# TASK DATA:

┌──

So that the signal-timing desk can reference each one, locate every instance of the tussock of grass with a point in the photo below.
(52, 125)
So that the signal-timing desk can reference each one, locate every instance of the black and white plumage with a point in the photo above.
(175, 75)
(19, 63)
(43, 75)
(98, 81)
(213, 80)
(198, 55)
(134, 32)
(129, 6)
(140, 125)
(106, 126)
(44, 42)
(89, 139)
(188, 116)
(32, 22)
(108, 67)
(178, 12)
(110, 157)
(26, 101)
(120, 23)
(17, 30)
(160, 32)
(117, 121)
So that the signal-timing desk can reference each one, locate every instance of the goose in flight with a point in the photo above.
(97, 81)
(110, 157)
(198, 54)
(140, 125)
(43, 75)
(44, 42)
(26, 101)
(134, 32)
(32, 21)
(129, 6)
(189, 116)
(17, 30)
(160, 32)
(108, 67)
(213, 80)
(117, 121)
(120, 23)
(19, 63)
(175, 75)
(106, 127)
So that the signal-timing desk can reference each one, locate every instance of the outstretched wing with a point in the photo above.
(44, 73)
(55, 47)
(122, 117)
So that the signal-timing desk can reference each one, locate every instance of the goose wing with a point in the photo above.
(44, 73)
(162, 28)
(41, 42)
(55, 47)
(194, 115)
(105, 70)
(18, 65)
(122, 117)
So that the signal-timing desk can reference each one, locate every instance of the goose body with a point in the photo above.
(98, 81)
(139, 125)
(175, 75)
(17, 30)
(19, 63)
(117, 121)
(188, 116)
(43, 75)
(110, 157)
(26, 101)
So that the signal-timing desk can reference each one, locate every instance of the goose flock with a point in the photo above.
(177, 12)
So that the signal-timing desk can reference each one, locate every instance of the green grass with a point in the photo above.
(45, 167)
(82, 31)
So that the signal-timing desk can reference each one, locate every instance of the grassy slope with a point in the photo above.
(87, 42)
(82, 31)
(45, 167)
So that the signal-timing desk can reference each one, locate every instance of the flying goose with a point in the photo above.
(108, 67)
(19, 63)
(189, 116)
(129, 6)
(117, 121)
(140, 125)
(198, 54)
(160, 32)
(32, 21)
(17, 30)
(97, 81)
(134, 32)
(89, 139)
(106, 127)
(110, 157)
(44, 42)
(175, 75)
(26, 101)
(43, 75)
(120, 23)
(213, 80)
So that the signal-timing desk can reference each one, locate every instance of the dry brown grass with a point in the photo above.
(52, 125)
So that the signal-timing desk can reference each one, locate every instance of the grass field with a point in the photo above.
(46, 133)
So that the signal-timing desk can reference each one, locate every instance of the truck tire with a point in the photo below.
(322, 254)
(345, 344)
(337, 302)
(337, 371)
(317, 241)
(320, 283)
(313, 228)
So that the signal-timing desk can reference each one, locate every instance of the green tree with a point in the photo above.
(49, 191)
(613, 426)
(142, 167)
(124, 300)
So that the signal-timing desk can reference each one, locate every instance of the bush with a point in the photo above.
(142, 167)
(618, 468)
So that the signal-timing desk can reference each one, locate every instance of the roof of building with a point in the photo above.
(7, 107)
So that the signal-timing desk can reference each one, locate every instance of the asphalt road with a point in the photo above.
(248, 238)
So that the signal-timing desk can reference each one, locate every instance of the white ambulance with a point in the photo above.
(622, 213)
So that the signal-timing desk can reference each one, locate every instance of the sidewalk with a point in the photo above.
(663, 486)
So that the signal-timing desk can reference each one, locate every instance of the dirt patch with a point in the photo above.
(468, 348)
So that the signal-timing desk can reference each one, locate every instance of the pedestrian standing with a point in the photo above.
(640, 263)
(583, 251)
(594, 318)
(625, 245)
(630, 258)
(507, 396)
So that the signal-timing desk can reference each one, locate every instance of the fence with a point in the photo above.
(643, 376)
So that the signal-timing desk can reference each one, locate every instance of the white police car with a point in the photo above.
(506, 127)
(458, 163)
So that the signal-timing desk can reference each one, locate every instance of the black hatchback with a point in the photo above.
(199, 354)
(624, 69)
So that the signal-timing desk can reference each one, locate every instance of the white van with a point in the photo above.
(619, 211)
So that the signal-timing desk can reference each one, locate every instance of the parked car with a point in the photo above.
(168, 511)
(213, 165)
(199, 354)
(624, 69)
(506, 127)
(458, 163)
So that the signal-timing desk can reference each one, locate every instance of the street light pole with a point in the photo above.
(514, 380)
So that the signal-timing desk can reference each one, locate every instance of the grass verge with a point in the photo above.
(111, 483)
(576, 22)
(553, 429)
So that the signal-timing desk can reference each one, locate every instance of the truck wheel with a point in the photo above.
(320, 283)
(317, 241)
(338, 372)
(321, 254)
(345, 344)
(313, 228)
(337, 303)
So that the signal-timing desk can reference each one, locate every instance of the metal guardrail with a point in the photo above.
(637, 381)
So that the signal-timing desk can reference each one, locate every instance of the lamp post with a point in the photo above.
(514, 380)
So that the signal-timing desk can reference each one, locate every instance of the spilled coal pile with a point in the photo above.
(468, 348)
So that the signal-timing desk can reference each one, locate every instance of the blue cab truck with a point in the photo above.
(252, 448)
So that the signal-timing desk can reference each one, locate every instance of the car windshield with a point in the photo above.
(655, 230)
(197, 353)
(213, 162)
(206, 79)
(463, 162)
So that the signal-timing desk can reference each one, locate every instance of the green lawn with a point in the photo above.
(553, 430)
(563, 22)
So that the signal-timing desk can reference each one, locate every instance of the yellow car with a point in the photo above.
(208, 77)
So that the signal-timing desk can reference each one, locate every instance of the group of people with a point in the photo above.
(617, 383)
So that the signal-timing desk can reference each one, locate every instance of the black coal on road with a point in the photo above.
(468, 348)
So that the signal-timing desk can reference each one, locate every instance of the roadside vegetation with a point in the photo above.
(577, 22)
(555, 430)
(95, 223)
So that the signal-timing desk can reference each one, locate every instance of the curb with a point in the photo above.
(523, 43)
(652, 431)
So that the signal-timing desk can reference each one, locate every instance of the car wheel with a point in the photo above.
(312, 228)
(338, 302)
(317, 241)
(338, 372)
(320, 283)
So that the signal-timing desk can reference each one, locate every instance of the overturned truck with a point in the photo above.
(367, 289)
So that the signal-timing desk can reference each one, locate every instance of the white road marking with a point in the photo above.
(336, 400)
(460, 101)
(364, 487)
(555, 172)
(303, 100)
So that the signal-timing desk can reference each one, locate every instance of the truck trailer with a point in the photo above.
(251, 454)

└──

# TASK TO CARRY OUT:
Quote exactly the line containing "windshield with a point in the photo above." and every later line through the end of the listing, and no other lines.

# SOLUTION TO THE EXERCISE:
So that the signal-timing desk can reference each one, locate every instance of the car windshield with a point in the photo above.
(655, 230)
(197, 353)
(213, 162)
(206, 79)
(463, 162)
So that the signal-timing desk can reference each one, locate every instance of the green lawn with a point in the photo above.
(553, 430)
(563, 22)
So that the signal-timing desk can reference each one, locate every instance of the yellow car with a point in the photo above.
(208, 77)
So that the signal-timing desk can reference each one, locate every instance of the group of people with a point in the photo above.
(617, 383)
So that the signal-timing desk can reference each one, locate every instance of the black coal on road with a point in the photo above.
(468, 348)
So that the signal-timing desk can reference each one, locate every instance of the roadside vegetation with a point in the photo above.
(577, 22)
(555, 430)
(95, 223)
So that the signal-timing desk can reference each one, locate every instance of the curb with a point in the photo above.
(523, 43)
(652, 431)
So that the signal-timing desk can reference each one, locate every instance of the car wheel with a point in the photo above.
(312, 228)
(338, 302)
(317, 241)
(338, 372)
(320, 283)
So that the signal-timing desk can reference each one, locate every instance of the overturned truck with a point in the photo above.
(367, 289)
So that the signal-timing desk can reference each one, locate every instance of the white road marking with a point in the photo above.
(336, 400)
(460, 101)
(364, 487)
(555, 172)
(303, 100)
So that the signal-timing desk can reference each one, locate every instance of the truck trailer with a point in the photo above.
(251, 454)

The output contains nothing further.